FRAGMENTO
-----
Botella al mar para el Dios de
las palabras
Gabriel García Márquez
A mis 12 años de edad estuve a
punto de ser atropellado por una bicicleta. Un señor cura que pasaba me salvó
con un grito: «¡Cuidado!»
El ciclista cayó a tierra. El
señor cura, sin detenerse, me dijo: «¿Ya vio lo que es el poder de la palabra?»
Ese día lo supe. Ahora sabemos, además, que los mayas lo sabían desde los
tiempos de Cristo, y con tanto rigor que tenían un dios especial para las
palabras.
Nunca como hoy ha sido tan grande
ese poder. La humanidad entrará en el tercer milenio bajo el imperio de las
palabras. No es cierto que la imagen esté desplazándolas ni que pueda
extinguirlas. Al contrario, está potenciándolas: nunca hubo en el mundo tantas
palabras con tanto alcance, autoridad y albedrío como en la inmensa Babel de la
vida actual. Palabras inventadas, maltratadas o sacralizadas por la prensa, por
los libros desechables, por los carteles de publicidad; habladas y cantadas por
la radio, la televisión, el cine, el teléfono, los altavoces públicos; gritadas
a brocha gorda en las paredes de la calle o susurradas al oído en las penumbras
del amor. No: el gran derrotado es el silencio. Las cosas tienen ahora tantos
nombres en tantas lenguas que ya no es fácil saber cómo se llaman en ninguna.
-----
DATOS PROPORCIONADOS
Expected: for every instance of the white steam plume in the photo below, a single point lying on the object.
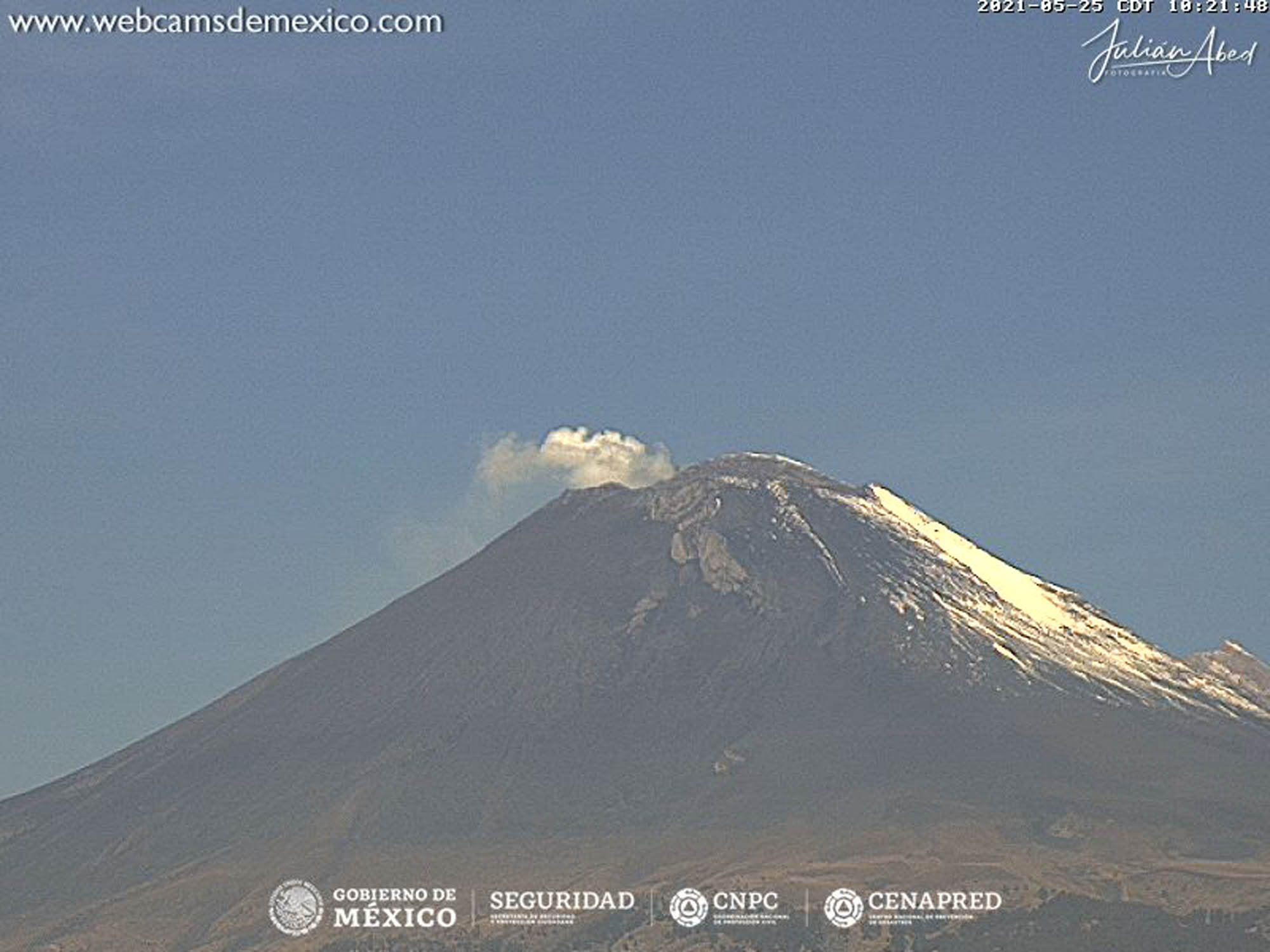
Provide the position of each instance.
(577, 458)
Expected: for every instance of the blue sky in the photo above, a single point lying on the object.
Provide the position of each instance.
(266, 299)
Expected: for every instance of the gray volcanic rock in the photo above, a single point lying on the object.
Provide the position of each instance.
(1236, 667)
(744, 654)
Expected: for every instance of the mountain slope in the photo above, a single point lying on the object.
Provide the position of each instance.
(749, 666)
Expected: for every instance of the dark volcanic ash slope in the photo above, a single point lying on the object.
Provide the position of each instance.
(747, 647)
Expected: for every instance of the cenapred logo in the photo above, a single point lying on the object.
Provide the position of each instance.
(690, 908)
(844, 908)
(297, 908)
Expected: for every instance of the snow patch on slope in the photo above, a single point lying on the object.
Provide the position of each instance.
(1045, 630)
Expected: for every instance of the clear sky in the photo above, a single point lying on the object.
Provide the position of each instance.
(265, 300)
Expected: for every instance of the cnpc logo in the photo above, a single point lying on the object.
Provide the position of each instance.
(692, 908)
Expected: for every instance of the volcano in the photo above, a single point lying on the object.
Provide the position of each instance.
(746, 672)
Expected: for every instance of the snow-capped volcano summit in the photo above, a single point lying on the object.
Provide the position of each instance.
(962, 607)
(746, 667)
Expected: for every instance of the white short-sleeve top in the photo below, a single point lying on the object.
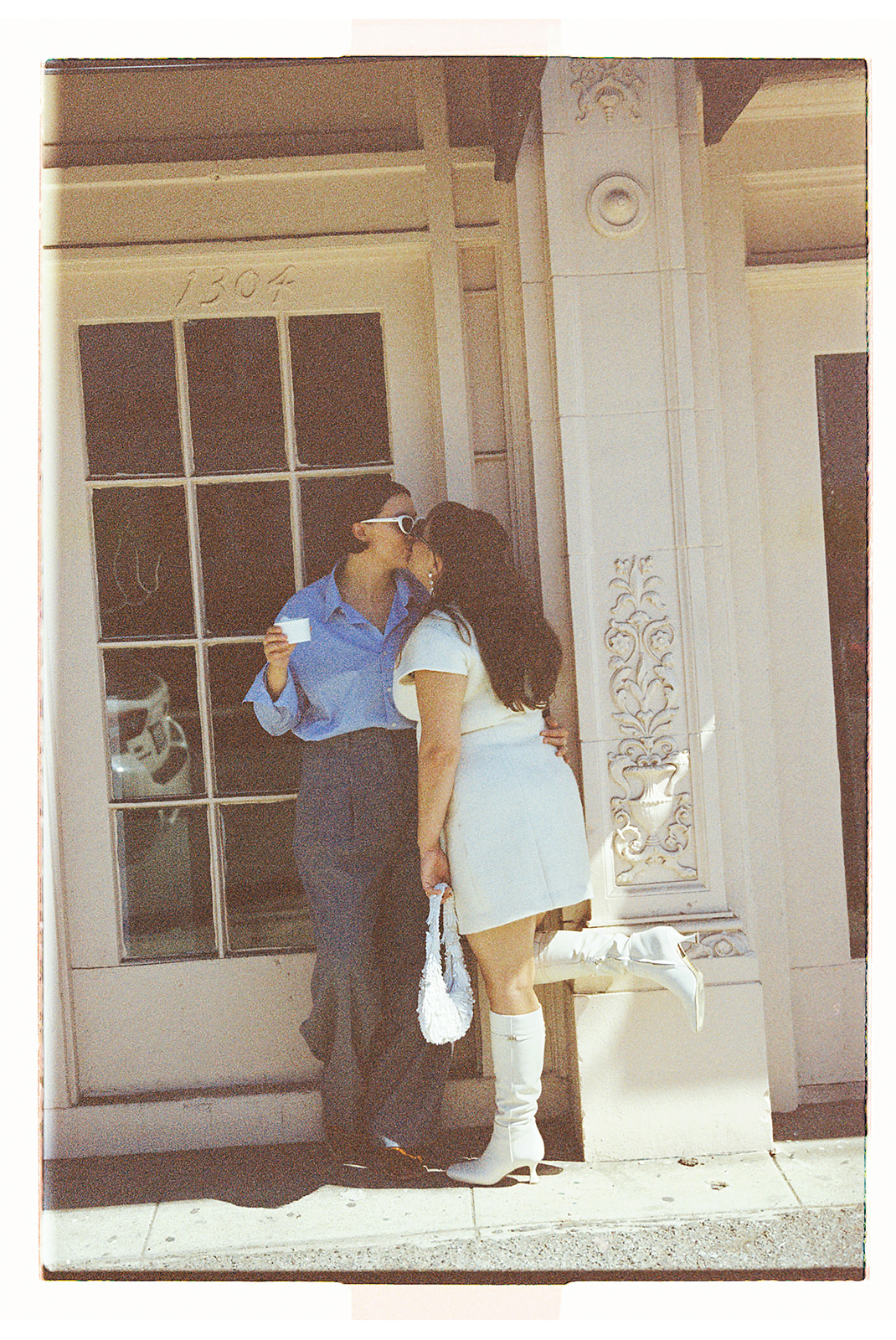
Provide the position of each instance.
(435, 643)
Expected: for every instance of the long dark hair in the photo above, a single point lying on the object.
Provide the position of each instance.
(480, 587)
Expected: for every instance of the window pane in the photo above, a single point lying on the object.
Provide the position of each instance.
(167, 891)
(339, 389)
(247, 555)
(267, 908)
(153, 719)
(130, 399)
(236, 408)
(248, 761)
(142, 563)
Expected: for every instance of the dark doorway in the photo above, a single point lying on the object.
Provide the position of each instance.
(842, 384)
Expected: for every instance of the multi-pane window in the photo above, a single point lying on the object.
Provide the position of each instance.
(216, 455)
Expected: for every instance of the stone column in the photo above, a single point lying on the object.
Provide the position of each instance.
(638, 402)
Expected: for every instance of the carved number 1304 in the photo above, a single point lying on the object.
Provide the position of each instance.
(209, 287)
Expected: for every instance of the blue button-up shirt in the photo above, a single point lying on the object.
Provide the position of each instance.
(342, 678)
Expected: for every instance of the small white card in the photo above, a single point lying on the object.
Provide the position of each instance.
(296, 630)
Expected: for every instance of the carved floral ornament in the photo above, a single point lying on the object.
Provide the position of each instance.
(652, 819)
(610, 85)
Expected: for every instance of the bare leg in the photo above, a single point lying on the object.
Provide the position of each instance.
(505, 958)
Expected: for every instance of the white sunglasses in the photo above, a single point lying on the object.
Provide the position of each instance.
(404, 523)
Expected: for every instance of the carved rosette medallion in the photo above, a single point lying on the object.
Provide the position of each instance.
(610, 85)
(652, 817)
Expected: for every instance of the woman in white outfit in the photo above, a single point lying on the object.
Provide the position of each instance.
(476, 674)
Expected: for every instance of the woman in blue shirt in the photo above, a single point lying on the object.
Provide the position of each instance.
(355, 835)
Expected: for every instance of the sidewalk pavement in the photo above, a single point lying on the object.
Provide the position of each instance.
(286, 1212)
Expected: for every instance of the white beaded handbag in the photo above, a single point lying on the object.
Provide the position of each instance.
(445, 997)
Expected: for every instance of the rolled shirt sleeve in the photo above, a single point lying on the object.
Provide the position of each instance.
(276, 716)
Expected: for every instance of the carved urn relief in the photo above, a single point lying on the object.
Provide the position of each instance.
(652, 817)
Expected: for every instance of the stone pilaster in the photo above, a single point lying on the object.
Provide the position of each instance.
(638, 405)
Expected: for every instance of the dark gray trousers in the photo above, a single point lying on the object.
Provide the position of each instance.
(355, 846)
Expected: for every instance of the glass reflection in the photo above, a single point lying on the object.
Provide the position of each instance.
(153, 723)
(131, 421)
(267, 906)
(247, 555)
(236, 406)
(248, 761)
(339, 389)
(142, 563)
(165, 884)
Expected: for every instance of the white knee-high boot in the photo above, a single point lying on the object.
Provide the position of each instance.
(518, 1049)
(564, 955)
(655, 955)
(658, 956)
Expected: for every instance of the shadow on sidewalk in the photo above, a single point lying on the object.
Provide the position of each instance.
(256, 1176)
(270, 1176)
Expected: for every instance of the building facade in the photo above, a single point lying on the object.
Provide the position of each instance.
(559, 290)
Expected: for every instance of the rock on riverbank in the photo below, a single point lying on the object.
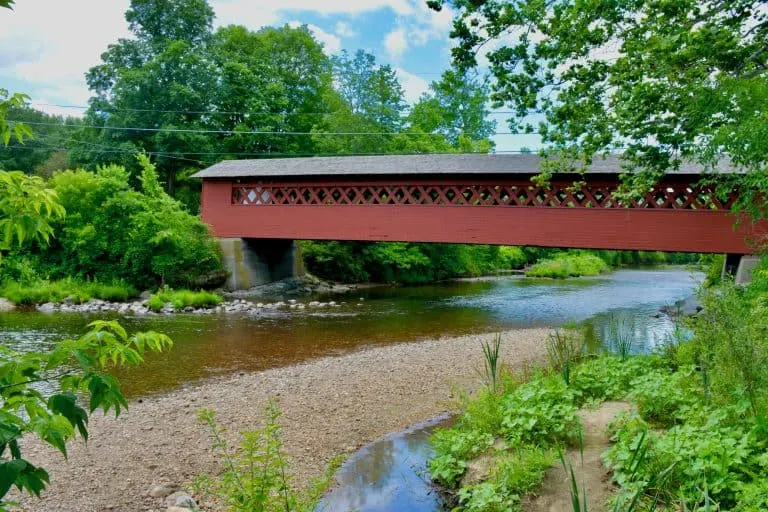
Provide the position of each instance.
(139, 308)
(330, 406)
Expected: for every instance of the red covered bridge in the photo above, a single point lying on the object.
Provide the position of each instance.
(483, 199)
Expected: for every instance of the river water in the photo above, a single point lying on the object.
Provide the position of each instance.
(209, 345)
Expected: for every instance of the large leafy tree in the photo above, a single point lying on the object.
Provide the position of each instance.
(274, 82)
(161, 79)
(663, 80)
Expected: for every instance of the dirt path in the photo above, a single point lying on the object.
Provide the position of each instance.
(330, 406)
(555, 495)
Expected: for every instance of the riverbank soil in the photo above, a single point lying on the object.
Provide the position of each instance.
(331, 405)
(555, 493)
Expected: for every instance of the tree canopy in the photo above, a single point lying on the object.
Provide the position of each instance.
(662, 81)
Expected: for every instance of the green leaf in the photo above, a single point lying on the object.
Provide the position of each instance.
(66, 405)
(9, 473)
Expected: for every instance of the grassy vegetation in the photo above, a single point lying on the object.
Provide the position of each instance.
(71, 289)
(183, 298)
(569, 265)
(697, 438)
-----
CONJUNTO DE TAREAS
[A] ¿Puedes dar en formato CSV de dos columnas, solicitud y respuesta, las filas de datos desde la línea con "Expected: for every instance of the green" hasta el final de las filas, ambos extremos incluidos? Pon una línea del CSV por cada solicitud, con cada campo entre comillas y los saltos de línea convertidos en espacios.
[B] ¿Cómo seguiría el fragmento sobre el poder de la palabra? Escribe su continuación a partir de la última oración.
El fragmento y las filas provienen de fuentes distintas.

SOLUCIONES
[A]
solicitud,respuesta
"Expected: for every instance of the green leaf in the photo above, a single point lying on the object. Provide the position of each instance.","(66, 405) (9, 473)"
"Expected: for every instance of the grassy vegetation in the photo above, a single point lying on the object. Provide the position of each instance.","(71, 289) (183, 298) (569, 265) (697, 438)"

[B]
Los idiomas se dispersan sueltos de madrina, se mezclan y confunden, disparados
hacia el destino ineluctable de un lenguaje global.
La lengua española tiene que
prepararse para un oficio grande en ese porvenir sin fronteras. Es un derecho
histórico. No por su prepotencia económica, como otras lenguas hasta hoy, sino
por su vitalidad, su dinámica creativa, su vasta experiencia cultural, su
rapidez y su fuerza de expansión, en un ámbito propio de 19 millones de
kilómetros cuadrados y 400 millones de hablantes al terminar este siglo. Con
razón un maestro de letras hispánicas en Estados Unidos ha dicho que sus horas
de clase se le van en servir de intérprete entre latinoamericanos de distintos
países. Llama la atención que el verbo pasar tenga 54 significados, mientras en
la República de Ecuador tienen 105 nombres para el órgano sexual masculino, y
en cambio la palabra condoliente, que se explica por sí sola, y que tanta falta
nos hace, aún no se ha inventado. A un joven periodista francés lo deslumbran
los hallazgos poéticos que encuentra a cada paso en nuestra vida doméstica. Que
un niño desvelado por el balido intermitente y triste de un cordero dijo:
«Parece un faro». Que una vivandera de la Guajira colombiana rechazó un
cocimiento de toronjil porque le supo a Viernes Santo. Que don Sebastián de
Covarrubias, en su diccionario memorable, nos dejó escrito de su puño y letra
que el amarillo es «la color» de los enamorados. ¿Cuántas veces no hemos probado
nosotros mismos un café que sabe a ventana, un pan que sabe a rincón, una
cerveza que sabe a beso?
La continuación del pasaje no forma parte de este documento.